- _Enunciado_: Dispón como CSV de dos columnas, «consulta» y «respuesta», el material que va desde la línea que contiene "Where can you find the pink towel" hasta el final, ambos extremos incluidos, con una fila por consulta. Pon cada campo entre comillas y cambia los saltos de línea por espacios.

(Registros de puntos etiquetados)
○ ○ ○ ○ ○

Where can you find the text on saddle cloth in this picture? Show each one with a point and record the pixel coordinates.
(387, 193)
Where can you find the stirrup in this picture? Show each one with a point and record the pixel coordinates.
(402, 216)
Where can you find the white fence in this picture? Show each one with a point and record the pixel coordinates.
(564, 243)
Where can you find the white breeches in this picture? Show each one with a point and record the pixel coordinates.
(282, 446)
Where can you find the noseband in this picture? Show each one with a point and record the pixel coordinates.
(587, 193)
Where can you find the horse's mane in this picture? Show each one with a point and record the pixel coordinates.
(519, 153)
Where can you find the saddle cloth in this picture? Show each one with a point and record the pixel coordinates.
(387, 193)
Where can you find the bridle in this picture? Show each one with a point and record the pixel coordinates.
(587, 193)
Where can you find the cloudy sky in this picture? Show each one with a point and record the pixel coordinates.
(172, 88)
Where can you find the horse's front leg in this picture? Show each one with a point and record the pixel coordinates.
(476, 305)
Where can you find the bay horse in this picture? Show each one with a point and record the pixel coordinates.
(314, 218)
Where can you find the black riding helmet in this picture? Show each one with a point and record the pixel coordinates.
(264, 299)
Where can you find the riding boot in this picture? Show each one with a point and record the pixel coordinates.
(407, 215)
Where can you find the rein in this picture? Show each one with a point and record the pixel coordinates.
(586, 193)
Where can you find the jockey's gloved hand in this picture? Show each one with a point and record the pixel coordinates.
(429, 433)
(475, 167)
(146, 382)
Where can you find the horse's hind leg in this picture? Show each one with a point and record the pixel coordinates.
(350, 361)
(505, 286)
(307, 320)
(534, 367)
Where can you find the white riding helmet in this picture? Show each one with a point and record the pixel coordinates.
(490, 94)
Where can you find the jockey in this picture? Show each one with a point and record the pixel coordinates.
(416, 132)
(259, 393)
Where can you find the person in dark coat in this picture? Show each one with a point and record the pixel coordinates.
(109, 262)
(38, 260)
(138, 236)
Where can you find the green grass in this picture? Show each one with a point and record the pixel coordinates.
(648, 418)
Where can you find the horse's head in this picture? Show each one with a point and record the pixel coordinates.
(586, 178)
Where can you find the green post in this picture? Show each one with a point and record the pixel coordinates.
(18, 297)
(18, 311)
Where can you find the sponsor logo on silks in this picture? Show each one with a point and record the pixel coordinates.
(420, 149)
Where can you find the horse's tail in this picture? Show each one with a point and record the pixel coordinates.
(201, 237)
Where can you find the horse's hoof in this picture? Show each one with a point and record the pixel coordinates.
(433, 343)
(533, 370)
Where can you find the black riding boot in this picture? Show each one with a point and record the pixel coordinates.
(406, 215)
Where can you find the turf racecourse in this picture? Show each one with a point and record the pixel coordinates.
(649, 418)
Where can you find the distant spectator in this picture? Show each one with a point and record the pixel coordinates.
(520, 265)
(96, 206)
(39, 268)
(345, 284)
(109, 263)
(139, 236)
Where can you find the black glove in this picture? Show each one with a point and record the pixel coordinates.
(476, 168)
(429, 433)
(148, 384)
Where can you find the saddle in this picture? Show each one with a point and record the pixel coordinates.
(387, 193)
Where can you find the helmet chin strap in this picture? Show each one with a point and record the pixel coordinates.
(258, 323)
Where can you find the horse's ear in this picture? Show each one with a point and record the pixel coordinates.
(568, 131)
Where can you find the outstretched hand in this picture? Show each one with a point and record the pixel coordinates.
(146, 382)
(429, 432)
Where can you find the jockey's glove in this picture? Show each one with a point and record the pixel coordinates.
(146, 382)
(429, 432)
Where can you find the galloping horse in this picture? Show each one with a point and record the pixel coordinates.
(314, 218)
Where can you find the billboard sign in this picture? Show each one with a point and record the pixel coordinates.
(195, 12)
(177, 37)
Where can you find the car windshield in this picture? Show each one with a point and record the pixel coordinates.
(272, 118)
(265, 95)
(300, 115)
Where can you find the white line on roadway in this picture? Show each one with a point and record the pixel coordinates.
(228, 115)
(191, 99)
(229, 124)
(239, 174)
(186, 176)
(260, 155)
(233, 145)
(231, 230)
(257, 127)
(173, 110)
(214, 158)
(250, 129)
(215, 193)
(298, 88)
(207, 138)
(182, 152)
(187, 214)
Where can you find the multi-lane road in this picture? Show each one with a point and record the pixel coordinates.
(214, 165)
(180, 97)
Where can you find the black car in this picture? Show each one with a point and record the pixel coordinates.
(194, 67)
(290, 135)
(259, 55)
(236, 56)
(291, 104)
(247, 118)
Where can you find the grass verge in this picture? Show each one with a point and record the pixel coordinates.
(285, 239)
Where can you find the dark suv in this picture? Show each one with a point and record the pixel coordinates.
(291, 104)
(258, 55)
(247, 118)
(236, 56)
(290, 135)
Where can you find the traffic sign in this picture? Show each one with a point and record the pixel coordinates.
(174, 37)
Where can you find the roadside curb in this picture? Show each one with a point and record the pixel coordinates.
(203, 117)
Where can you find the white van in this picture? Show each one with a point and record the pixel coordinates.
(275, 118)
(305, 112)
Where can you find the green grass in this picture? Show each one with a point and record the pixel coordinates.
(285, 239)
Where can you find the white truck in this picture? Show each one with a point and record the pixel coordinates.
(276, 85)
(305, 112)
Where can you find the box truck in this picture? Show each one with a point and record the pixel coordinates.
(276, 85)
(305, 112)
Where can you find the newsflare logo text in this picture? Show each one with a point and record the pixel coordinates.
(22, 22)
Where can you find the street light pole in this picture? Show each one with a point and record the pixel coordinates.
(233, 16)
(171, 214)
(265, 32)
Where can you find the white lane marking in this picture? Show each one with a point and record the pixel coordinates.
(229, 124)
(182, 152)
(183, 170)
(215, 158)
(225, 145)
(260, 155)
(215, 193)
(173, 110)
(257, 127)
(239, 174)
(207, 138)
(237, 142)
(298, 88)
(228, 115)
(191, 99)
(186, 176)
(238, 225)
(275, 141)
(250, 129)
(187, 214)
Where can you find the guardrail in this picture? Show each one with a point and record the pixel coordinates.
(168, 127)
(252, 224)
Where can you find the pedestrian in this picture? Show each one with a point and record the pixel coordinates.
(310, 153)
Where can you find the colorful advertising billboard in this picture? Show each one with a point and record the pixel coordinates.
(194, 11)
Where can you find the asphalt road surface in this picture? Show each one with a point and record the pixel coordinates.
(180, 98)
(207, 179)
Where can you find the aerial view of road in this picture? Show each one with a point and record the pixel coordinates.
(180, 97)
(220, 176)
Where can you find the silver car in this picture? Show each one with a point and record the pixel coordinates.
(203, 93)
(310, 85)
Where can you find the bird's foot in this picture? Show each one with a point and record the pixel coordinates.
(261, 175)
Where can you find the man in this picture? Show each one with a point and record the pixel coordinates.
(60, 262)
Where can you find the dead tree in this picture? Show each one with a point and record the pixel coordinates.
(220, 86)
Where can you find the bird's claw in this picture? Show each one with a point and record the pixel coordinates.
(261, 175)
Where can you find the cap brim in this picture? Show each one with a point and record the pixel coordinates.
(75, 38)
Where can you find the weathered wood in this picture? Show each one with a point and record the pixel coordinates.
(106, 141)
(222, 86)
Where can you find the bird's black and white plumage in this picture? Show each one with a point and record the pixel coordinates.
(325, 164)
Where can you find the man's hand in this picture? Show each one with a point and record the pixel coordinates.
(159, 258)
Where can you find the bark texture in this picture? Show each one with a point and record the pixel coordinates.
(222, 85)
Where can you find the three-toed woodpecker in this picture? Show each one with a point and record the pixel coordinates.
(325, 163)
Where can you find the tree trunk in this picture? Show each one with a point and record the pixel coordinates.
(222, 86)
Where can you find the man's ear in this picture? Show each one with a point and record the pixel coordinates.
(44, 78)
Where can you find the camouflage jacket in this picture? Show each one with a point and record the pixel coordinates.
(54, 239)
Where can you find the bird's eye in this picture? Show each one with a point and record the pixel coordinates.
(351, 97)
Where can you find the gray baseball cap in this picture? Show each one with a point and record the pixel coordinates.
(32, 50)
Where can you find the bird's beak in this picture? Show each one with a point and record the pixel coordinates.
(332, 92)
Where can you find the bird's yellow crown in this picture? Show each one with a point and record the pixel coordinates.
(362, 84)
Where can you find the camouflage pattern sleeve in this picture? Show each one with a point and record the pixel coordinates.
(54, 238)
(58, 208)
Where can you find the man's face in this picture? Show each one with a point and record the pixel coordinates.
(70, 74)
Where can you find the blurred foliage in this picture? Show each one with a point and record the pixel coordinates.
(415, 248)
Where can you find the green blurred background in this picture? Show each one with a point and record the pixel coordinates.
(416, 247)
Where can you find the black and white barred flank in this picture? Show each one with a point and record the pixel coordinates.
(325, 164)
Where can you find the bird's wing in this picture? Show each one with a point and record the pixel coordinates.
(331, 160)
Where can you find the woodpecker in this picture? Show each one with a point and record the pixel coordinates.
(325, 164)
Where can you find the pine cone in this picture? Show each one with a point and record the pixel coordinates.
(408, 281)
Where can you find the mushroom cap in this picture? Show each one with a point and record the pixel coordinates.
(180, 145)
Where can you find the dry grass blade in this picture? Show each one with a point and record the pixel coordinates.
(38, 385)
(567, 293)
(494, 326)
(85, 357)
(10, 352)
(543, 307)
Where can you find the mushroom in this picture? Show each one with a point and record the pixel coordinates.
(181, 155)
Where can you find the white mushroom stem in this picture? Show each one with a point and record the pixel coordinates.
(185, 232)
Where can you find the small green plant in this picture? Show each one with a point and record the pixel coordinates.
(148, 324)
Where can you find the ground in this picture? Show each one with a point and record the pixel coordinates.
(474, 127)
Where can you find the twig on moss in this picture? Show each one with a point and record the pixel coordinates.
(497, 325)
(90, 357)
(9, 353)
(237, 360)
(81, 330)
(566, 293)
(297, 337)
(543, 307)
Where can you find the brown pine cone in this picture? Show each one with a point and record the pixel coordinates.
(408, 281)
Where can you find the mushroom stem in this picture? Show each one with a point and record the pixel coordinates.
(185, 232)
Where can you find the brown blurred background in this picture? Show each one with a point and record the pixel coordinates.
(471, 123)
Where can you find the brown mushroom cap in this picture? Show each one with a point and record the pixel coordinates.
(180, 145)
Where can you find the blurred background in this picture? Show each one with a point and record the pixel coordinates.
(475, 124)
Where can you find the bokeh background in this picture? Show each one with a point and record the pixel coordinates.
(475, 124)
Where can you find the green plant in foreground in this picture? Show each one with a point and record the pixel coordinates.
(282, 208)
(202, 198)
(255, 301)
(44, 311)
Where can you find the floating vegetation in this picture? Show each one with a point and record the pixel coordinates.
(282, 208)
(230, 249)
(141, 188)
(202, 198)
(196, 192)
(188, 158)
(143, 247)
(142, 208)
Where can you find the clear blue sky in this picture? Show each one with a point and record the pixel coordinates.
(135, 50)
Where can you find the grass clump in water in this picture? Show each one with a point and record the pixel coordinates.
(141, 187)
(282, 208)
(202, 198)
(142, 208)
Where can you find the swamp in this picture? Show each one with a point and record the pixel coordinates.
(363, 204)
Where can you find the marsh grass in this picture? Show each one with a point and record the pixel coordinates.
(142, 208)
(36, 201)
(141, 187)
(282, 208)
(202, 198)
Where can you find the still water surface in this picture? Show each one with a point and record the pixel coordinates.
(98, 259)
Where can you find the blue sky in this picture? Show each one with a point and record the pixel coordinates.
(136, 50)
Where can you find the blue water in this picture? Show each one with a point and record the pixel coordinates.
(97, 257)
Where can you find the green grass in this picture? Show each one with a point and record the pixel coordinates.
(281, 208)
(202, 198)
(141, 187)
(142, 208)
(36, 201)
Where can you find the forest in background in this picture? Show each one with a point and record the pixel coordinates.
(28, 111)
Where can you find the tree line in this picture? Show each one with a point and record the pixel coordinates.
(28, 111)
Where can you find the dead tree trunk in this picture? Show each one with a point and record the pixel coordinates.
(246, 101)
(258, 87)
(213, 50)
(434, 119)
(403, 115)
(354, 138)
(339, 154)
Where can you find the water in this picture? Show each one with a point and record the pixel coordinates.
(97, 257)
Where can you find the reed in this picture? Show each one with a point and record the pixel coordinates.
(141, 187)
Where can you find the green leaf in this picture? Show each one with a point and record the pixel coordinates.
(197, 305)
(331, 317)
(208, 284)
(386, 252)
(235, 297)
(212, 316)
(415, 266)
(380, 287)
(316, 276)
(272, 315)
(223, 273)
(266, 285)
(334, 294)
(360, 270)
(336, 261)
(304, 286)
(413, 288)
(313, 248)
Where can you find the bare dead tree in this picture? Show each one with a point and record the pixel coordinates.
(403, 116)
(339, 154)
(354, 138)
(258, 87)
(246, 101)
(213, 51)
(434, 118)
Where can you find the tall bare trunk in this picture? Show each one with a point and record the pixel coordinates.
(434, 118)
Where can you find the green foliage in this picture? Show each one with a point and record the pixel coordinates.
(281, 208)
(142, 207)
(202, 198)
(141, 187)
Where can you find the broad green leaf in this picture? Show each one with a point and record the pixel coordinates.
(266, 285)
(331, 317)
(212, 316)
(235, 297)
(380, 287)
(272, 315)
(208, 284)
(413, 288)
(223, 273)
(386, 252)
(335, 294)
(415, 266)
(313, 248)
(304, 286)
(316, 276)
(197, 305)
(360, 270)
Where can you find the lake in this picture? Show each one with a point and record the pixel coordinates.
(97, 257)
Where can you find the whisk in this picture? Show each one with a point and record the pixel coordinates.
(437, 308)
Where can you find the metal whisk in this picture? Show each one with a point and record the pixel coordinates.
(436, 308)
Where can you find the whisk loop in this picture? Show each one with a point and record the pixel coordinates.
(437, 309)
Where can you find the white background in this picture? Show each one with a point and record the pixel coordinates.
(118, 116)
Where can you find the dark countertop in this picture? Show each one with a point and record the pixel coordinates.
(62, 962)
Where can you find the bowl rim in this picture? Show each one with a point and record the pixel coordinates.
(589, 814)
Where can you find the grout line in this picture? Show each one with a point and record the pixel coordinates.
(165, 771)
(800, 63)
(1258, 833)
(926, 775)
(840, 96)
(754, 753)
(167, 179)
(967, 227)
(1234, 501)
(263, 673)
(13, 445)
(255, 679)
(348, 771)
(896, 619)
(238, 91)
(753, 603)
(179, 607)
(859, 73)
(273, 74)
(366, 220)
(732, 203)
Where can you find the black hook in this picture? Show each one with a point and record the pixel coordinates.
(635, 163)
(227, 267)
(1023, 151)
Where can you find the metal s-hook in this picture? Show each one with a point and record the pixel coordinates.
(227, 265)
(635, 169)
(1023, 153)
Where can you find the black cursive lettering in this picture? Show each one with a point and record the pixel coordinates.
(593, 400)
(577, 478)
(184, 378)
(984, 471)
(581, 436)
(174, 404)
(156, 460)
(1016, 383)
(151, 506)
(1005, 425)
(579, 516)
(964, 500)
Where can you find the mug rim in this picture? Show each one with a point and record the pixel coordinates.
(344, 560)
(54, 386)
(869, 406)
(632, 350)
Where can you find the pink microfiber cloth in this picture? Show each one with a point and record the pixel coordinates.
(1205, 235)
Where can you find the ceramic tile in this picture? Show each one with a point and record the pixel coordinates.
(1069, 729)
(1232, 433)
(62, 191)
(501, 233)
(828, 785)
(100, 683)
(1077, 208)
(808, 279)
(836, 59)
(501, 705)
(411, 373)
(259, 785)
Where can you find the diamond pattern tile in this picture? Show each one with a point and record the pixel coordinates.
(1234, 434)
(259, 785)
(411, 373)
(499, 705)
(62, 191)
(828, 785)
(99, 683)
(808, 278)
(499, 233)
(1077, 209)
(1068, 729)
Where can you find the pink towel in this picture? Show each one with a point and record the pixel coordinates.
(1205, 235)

○ ○ ○ ○ ○

- _Solución_:
consulta,respuesta
"Where can you find the pink towel in this picture? Show each one with a point and record the pixel coordinates.","(1205, 235)"